◆ Source text:

On 11 May 2016 a Calgary physician died in Tibet, in the Chinese-side base camp. A 25-year-old Nepali named Phurba Sherpa, fixing lines near the Lhotse summit, fell to his death. A guide company, Arnold Coster Expeditions, suffered two fatalities, and a third client had to be airlifted out. One was a man from the Netherlands, and another was a South African-born Australian woman. Her husband had tried to save her, but he also ran into trouble and had to be airlifted out with medical complications. These deaths were very widely reported in international news and triggered some public discussion about Everest mountaineering and tourism.

===Indian expedition===
An Indian expedition from West Bengal suffered three fatalities and a fourth member, Sunita Hazra had to be rescued on her way down. The team was led by a South Korean climber named Jinchol Cha, and had four Indian Bengalis: Subhash Pal, Goutam Ghosh, Paresh Nath and Sunita Hazra (female, 38) with Loben Sherpa accompanying them. The team, managed by Trekking Camp Nepal, had attempted to climb the peak on 21 May.

While climbing up, Paresh and Goutam became sick near Camp IV and could neither ascend nor descend from the higher camps near 8,000 metres. Lakpa Sherpa and Subhash Pal, the Indian mountaineer, from Bankura, West Bengal continued climbing and reached the summit of Mount Everest on Saturday, 21 May 2016. On 22 May 2016, Pal collapsed while descending the Hillary Step ice wall. He died in the region between Camp IV and Camp III, due to frostbite which later led to hypothermia. While descending from the summit, Sherpa found both Paresh and Goutam dead near Camp IV. After reaching near Camp III, Subhash was unable to speak or move due to altitude sickness. The team tried to save him but could not.

A British climber Leslie Binns gave up his summit bid to help and rescue Sunita who had fallen and was ailing on her descent. The climber successfully rescued her and tried to save another from her expedition team. With the help of four climbers, Sunita was rescued. Their stock of bottled oxygen was running out, so they quickly descended to Camp II, saving Sunita's life. She was airlifted from Camp II the next day by the Himalayan Rescue Association to Kathmandu with severe frostbite injuries. Sunita was treated at Norvic International Hospital. She lost two fingers due to frostbite.

◆ Task instructions:
(a) In the account of the 2016 Everest deaths, which hospital treated Sunita Hazra?
(b) Carry on the account of the 2016 Everest deaths, beginning after its last sentence.
The collected data entries after this point have nothing to do with the account of the 2016 Everest deaths.

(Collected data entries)
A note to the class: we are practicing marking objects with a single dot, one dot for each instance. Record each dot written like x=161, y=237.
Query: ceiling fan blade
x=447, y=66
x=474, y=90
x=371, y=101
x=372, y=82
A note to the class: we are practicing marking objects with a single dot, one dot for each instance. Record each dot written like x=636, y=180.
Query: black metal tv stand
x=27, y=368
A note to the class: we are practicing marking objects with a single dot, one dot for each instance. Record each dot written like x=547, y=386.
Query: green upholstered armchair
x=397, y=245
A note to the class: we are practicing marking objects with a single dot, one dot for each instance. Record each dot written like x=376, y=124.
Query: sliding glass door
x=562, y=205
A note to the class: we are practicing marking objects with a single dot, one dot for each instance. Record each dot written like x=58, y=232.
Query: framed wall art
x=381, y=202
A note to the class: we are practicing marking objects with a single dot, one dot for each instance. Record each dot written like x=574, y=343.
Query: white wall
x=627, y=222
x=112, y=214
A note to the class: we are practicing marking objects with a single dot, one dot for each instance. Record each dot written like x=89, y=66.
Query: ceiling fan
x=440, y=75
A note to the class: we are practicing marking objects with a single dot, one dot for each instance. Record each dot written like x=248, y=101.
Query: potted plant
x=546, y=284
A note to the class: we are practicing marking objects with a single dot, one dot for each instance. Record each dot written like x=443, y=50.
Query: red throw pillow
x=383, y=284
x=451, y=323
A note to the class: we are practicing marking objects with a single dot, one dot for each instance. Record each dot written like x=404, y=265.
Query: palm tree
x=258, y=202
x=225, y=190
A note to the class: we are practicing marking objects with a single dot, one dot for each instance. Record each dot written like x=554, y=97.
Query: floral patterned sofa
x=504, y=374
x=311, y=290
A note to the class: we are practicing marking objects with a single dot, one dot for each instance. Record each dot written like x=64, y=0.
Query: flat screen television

◆ Exercise answers:
(a) Norvic International Hospital

(b)
Six Sherpas stayed in the region for five days to search for and rescue the missing climbers. They retrieved Subhash's body and returned. Paresh's and Goutam's bodies remained on the mountain and could not be retrieved until the following climbing season, in late May 2017, due to bad weather.

They were part of a larger eleven-member expedition from India. Eight had reached the summit, including the injured woman, Hazra. However, according to a detailed report on the Indian expedition in the New York Times, the Nepalese government is not counting Hazra's climb as a successful summit due to a credible lack of evidence.

===Death toll ===
The death toll for Everest climbers rose to five in most reports by late May 2016, and with a death of a high-altitude worker on Lhotse face during the season (Everest summiters sometimes need to climb Lhotse face depending on the route), gave a total of six known deaths from the Everest massif by the time the season drew to a close. Although not widely reported during May, a climber in Tibet had died on 11 May 2016 which makes it possibly six for Mount Everest and seven for the Everest Massif. The Nepal ministry of tourism said five people died (on the Nepali side).